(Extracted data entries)
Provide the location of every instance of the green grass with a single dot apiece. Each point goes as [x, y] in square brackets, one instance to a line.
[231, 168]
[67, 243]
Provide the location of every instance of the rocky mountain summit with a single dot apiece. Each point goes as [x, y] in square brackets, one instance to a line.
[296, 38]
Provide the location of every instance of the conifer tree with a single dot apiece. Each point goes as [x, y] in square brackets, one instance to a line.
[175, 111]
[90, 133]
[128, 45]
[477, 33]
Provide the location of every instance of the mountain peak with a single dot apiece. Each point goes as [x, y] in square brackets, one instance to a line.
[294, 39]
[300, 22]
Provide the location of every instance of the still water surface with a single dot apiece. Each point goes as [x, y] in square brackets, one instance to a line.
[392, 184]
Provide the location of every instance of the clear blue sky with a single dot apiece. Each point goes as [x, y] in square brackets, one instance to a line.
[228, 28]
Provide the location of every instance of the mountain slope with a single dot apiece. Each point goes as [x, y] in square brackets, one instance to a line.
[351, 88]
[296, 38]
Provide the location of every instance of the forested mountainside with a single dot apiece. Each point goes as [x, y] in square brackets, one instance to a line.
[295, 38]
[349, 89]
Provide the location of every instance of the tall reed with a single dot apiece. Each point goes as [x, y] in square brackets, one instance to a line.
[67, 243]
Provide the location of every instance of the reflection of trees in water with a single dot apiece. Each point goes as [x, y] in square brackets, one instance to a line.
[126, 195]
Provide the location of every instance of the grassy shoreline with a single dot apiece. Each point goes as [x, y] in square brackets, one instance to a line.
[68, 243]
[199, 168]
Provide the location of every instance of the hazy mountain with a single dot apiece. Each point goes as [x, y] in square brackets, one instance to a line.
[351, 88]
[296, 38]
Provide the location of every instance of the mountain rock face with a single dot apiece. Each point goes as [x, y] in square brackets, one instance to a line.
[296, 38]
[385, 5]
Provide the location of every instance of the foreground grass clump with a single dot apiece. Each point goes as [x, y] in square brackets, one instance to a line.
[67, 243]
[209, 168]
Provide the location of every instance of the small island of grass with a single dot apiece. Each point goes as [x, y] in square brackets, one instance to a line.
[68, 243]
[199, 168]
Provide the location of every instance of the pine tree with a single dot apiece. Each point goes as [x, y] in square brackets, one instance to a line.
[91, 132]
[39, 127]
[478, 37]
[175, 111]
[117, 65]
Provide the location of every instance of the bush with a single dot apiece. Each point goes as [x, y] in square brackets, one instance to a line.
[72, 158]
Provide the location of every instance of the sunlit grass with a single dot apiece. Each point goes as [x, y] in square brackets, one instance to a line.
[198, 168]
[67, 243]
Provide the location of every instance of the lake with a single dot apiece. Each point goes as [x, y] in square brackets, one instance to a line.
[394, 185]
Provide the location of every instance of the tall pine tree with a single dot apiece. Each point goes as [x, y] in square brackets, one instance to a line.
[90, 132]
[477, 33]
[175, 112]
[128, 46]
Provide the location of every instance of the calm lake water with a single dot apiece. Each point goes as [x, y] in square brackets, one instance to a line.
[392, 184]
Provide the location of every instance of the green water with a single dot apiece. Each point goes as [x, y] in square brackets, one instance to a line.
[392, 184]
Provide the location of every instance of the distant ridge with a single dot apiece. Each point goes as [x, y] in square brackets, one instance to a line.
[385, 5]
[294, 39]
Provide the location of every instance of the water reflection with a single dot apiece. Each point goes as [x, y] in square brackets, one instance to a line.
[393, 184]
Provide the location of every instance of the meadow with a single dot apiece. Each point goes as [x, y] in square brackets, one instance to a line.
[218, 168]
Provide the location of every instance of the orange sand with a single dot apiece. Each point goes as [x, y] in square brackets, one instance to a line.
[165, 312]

▸ **Work to complete**:
An identical copy of the preceding records should be returned.

▸ **Written solution**:
Provide the location of every instance of the green grass with a single dot apiece. Each point goes as [x, y] in square brackets, one instance to a line.
[231, 168]
[67, 243]
Provide the location of every instance of the rocky mountain summit with a single dot apiece. Each point goes as [x, y] in square brackets, one instance to a line.
[296, 38]
Provide the location of every instance of the conifer tree with a single dot apiece. Each point goes as [x, y] in square brackets, one instance to a line.
[175, 111]
[90, 133]
[128, 45]
[477, 33]
Provide the location of every instance of the mountain peak with a single dot apiece. Each point goes as [x, y] in square brackets, one instance to a line.
[294, 39]
[300, 22]
Provide the location of every instance of the still water surface with a single dot apiece. Each point goes as [x, y] in square brackets, one instance to a line.
[392, 184]
Provide the location of every instance of the clear blue sky with a single dot apiece. Each point goes as [x, y] in square brackets, one instance to a line.
[228, 28]
Provide the location of every instance of the mountain slope with a single dot apiece. Each point goes as [x, y] in square brackets, one instance to a line.
[351, 88]
[296, 38]
Provide the location of every instance of the forested mountainside with a single dot apiece. Each point goes as [x, y] in square brackets, one instance to a line.
[295, 38]
[349, 89]
Provide the location of every instance of the tall reed with a single dot apiece. Each point goes as [x, y] in square brackets, one instance to a line.
[67, 243]
Provide the location of every instance of the reflection of trees in water with a single dot apiece. Each point goes as [x, y] in square brackets, one instance to a line.
[126, 195]
Provide the location of every instance of the grassy shoreline with a single dot apiece. Each point goes as [x, y] in square brackets, one instance to a line.
[68, 243]
[199, 168]
Provide the location of every instance of the hazy mountain with a single dot apiece. Each point goes as [x, y] in square brackets, one instance to a line.
[351, 88]
[296, 38]
Provide the location of every instance of the mountain rock face with a single dot apiece. Each point goes as [x, y] in square brackets, one instance to a line.
[296, 38]
[385, 5]
Provide the location of every instance of the foreground grass clump with a single dot apiece. Each point goes as [x, y] in square brackets, one instance to a line.
[67, 243]
[209, 168]
Provide the location of every instance of the small island of grass with a single dot apiece. Each point goes as [x, y] in square brackets, one instance to a line.
[68, 243]
[199, 168]
Provide the location of every instance of the pine tree with a single dot apiece. Each point goes as [x, y] in square brackets, one instance to a line.
[91, 132]
[39, 127]
[478, 37]
[175, 111]
[117, 65]
Provide the location of every instance of the bush with a single dot apiece. Each point goes as [x, y] in square brackets, one instance to a line.
[72, 158]
Provide the location of every instance of the sunlit grass with a single dot apiece. Each point goes as [x, y] in square brackets, one instance to a line.
[198, 168]
[67, 243]
Provide the location of every instance of the lake with a single dot apiece. Each point goes as [x, y] in square brackets, one instance to a line.
[394, 185]
Provide the location of every instance of the tall pine tree with a single dot apiece. Each point goes as [x, y] in square brackets, one instance to a line.
[90, 132]
[477, 33]
[175, 112]
[128, 46]
Provide the location of every instance of the calm lake water with a single dot apiece. Each point goes as [x, y] in square brackets, one instance to a line.
[392, 184]
Provide the location of every instance of the green water with a single dot apiece. Each point goes as [x, y] in square brackets, one instance to a line.
[392, 184]
Provide the location of every instance of the distant ridge with a single dot apiece. Each point goes as [x, y] in square brackets, one instance to a line.
[385, 5]
[294, 39]
Provide the location of every instance of the water reflection with a single dot apiece. Each point goes as [x, y] in square brackets, one instance to a line.
[393, 184]
Provide the location of every instance of the meadow with a single dot apiece. Each point goes as [x, y] in square brackets, one instance to a line.
[218, 168]
Provide the location of every instance of the orange sand with a single dot apiece. Each point goes as [x, y] in square brackets, one instance to a line.
[165, 312]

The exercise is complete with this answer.